(Natural-language object grounding data)
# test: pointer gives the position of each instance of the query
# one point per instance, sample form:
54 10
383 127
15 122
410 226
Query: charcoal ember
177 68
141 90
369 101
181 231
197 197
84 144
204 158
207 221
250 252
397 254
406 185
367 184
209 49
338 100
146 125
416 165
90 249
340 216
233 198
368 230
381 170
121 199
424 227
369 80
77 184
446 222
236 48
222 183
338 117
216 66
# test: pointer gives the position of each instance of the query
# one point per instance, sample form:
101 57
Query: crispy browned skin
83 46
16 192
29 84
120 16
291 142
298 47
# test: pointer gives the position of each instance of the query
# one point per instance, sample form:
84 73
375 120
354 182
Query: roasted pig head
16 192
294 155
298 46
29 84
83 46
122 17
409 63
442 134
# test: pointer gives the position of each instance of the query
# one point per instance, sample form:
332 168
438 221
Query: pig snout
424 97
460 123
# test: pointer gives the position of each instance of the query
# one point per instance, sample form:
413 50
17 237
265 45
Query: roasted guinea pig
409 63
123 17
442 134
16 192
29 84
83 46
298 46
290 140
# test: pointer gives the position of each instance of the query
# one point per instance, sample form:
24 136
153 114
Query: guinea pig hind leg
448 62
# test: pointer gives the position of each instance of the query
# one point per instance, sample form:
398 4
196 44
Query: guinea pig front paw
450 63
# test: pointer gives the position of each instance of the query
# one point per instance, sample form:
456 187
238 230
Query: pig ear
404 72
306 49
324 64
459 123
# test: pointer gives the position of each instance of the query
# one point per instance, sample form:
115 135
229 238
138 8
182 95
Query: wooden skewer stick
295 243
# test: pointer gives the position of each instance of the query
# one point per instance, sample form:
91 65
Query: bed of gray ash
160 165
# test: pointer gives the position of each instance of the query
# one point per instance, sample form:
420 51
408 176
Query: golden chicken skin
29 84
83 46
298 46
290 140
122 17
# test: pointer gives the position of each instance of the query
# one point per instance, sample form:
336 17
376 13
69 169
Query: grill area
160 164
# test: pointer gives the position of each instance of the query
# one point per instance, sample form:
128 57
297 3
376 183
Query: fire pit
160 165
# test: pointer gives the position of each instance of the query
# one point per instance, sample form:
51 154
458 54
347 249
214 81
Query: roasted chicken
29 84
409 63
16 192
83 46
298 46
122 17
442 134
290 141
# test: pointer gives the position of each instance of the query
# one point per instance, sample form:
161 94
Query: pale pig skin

-- Exercise --
Above are the entries; give them back verbatim.

-- Exercise response --
# test: pointer gives the position of each instance of the query
# one point per instance, sample form:
54 10
383 127
15 122
410 226
Query: charcoal ember
177 68
141 90
369 101
181 231
197 197
84 144
204 158
207 221
250 252
397 254
406 185
367 184
209 49
338 100
146 125
416 165
90 249
340 216
233 198
368 230
381 170
121 199
424 227
369 80
77 184
446 222
236 48
222 183
338 117
216 66
# test: pointer gives the position of each instance of the query
# one point per instance, sample form:
101 57
Query: crispy browned skin
83 46
16 192
29 84
120 16
291 142
298 47
# test: pointer gives the position of each instance of the query
# one point per instance, sample form:
84 73
375 120
354 182
Query: roasted pig head
16 192
294 155
298 46
29 84
83 46
122 17
409 63
442 134
# test: pointer gives the position of each instance of the query
# one point per instance, sample form:
332 168
438 221
Query: pig snout
424 97
460 123
# test: pointer gives the position of each instance of the query
# one point per instance, sample form:
413 50
17 237
265 45
Query: roasted guinea pig
409 63
123 17
442 134
16 192
29 84
83 46
298 46
290 140
# test: pointer gives the position of each instance of the query
# one point per instance, sample form:
24 136
153 114
Query: guinea pig hind leg
448 62
# test: pointer gives the position of each instance of the query
# one point per instance, sample form:
398 4
196 44
Query: guinea pig front paw
450 63
# test: pointer gives the position of each instance of the query
# one point per instance, sample form:
456 187
238 230
Query: pig ear
404 72
306 49
324 64
459 123
# test: pointer gives the position of each instance of the query
# one point per instance, sample form:
115 135
229 238
138 8
182 95
Query: wooden skewer stick
295 243
# test: pointer gives the position of each instance of the query
# one point per instance, sample form:
91 65
Query: bed of gray ash
160 165
# test: pointer gives the position of each instance of the query
# one point per instance, sample form:
420 51
408 176
Query: golden chicken skin
29 84
83 46
298 46
290 140
122 17
# test: pointer gives the position of each instance of the query
# one point per instance, sample form:
336 17
376 13
69 169
Query: grill area
160 164
# test: pointer gives the position of each instance of the query
# one point per instance, sample form:
128 57
297 3
376 183
Query: fire pit
160 165
# test: pointer gives the position of each instance of the query
# one point per instance, sample form:
51 154
458 54
347 249
214 81
Query: roasted chicken
29 84
409 63
16 192
83 46
298 46
122 17
442 134
290 141
# test: pointer gives the position of each instance of the query
# one point per instance, sample form:
161 94
Query: pale pig skin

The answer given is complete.